» **本文**:
それがきっかけとなりコーヒー豆の価格は半値にまで大暴落します。これが「第一次コーヒー危機」です。

 

また1993年には交渉の折り合いがつかずアメリカはICOを脱退します。そして90年代末「第二次コーヒー危機」が到来するのです。これはコーヒー豆を栽培する農園が増加し、生産過多が原因の大暴落になります。

 

この時期メキシコやブラジルでも新興産地が増加しましたが、なかでも目覚しい成長を遂げたのはベトナムの農園です。

90年代以前のベトナムのコーヒー豆の生産量は微々たるものでしたが、フランスやIMFの資金援助により効率よくコーヒー豆を生産します。その結果、1999年にはブラジルに次ぐ世界第2位の生産地になったのです。このような背景が原因で需要と供給のバランスが崩壊し、コーヒー豆は2002年に底値を記録しました。

 

(※1).ICOはコーヒー豆の需給バランスと価格安定のため、加盟国それぞれに輸出入割り当てを決定します。つまり、「○国は○○トン輸出できる」「×国は○○トン輸入できる」と定めたのです。この決定によりアメリカはブラジルのコモディティコーヒーを大量に購入しなければなりませんでした。けしてコモディティが低品質というわけではありませんが、スペシャルティコーヒーの台頭などによりアメリカ人が高級志向になったこともICOと衝突した原因でしょう。ちなみに2005年、アメリカはICOに復帰しています。

 

~この時代、日本でのコーヒー文化~

日本にスペシャルティコーヒーが認知され始めたのは1987年頃と言われています。この頃、「全日本グルメコーヒー協会」が発足しスペシャルティコーヒーを日本に広めました。

 

1991年3月にバブルが崩壊します。リストラされた人や就職氷河期を迎える人、共働きを余儀なくされる主婦が増加し、これを機に喫茶店を経営する人も増加していきます。

 

また、1996年に銀座でスターバックスコーヒーが上陸します。これを受け日本はカフェブームとなり多くのコーヒーメニューが生まれました。そして2003年に全日本グルメコーヒー協会から日本スペシャルティ協会(SCAJ)が発足し、さらにスペシャルティコーヒーを国内に浸透させていったのです。

 

ベスト・オブ・ブラジル開催前夜

90年代中盤、日本がカフェブームで沸くなか、世界では第1次・2次コーヒー危機の真っ只中で数々の打開策が講じられていました。その一つが1997年にICOと国際貿易センターが提案した「グルメコーヒーの可能性開発プロジェクト」です。

 

このプロジェクトは高品質のコーヒー豆を生産してプレミアム価格で販売できるか否かを実験するもので、生産国はブラジル、エチオピア、ウガンダ、ブルンジ、パプワ・ニューギニアとし、消費国はアメリカ、イタリア、日本と想定され生産がスタートしました。そして1998年にプロジェクト仕様のコーヒー豆がブラジルから出荷されるのですが、受け取ったアメリカは「味が値段に見合わない」と買取りを拒否したのです。

» **課題内容**: コーヒー危機を扱った本文の続きを、最後の文の後から書き継ぐこと。 ここに並ぶ項目は本文とは関係がない。

» **記録データ**:
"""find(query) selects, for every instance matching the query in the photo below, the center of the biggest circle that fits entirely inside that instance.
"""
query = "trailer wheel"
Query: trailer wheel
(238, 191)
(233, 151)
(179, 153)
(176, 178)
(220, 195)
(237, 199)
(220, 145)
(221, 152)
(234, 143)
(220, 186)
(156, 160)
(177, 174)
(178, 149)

» **解答欄**:
そこでICOはコーヒー豆の採点形式をSCAA方式に変更し、1999年にブラジルコーヒーの品評会「ベスト・オブ・ブラジル」を開催しました。これにより、上位入賞したコーヒー豆(カップ・オブ・エクセレント)はプレミアム価格で販売することが可能となり、グルメコーヒーの可能性開発プロジェクトは大成功となったのです。

 

90年代というのは日本のコーヒー文化が世界のコーヒー文化と合流した時代でもあります。そして、いよいよ現代――21世紀に突入したコーヒー文化はどのような進化を遂げたのでしょうか。サードウェーブが到来した“コーヒーの今”を解説していきます。

 

スターバックスの復活劇の裏ではサードウェーブが迫っていた

90年代に一世を風靡したスターバックスコーヒー。1996年の日本出店を皮切りに、99年には韓国、中国へとアジア進出を果たします。そして21世紀、カフェ業界の王様となったスタバにも暗雲が立ち込めるのです。

 

ことの起こりはスターバックスコーヒーCEOのハワード・シュルツが退任した2000年に遡ります。

スタバは新たに新店舗を増やし続けた結果、コーヒーの品質を著しく下げてしまいます。

また、2007年には世界金融危機の余波を受け倒産寸前にまで追い込まれてしまうのです。そして2008年に事態を重く見たシュルツが復帰します。彼は全米のスターバックスを全店舗休業させ、従業員の再教育に取り組みます。

 

その結果、2011年のスターバックスは奇跡的とも言える業績回復を見せたのです。

 

――2000年代のスターバックスの歴史を振り返りましたが、シュルツ退任から始まったスタバの凋落はコーヒー業界に新たな“波”を呼ぶことになります。

それが“サードウェーブ”です。サードウェーブとは“マニュアル化され面白みのないシアトル系カフェではなく、コーヒー豆にこだわりを持ったバリスタが手作業でコーヒーを淹れる”ことに注目しようという流れです。

また、ジャーナリストのミッシェル・ワイスマンは“直接コーヒー農家に赴き、特定のコーヒー豆を買い付ける(ダイレクト・トレード)”というコーヒー業者の動きもサードウェーブだと提唱します。このサードウェーブの波に上手く乗ったと言われるのは小規模自家焙煎店としてオープンした「ブルーボトルコーヒー(2002年)」です。

 

時流に乗ったブルーボトルコーヒーは世界各地に店舗数を増やし、2015年には日本進出を果たします。

もちろん、ブルーボトルコーヒー以外にもサードウェーブの影響を受けたカフェは多く存在します。日本国内では「堀口珈琲」や「丸山珈琲」がいち早くサードウェーブの流れを取り入れたと言われています。

また、世界的に見て日本のコーヒー文化は“時代遅れ”という風潮がありましたが、2012年に作家のメリー・ホワイトが「キョート・コーヒー」や「コールド・ブリュー」といった日本独自の水出しコーヒーを紹介したところアメリカで大流行となります。

 

じつは、まだサードウェーブの定義は完全に定まっていないのですが、セカンドウェーブと比較してコーヒーやカフェの文化が大きく変化しているのは紛れもない事実です。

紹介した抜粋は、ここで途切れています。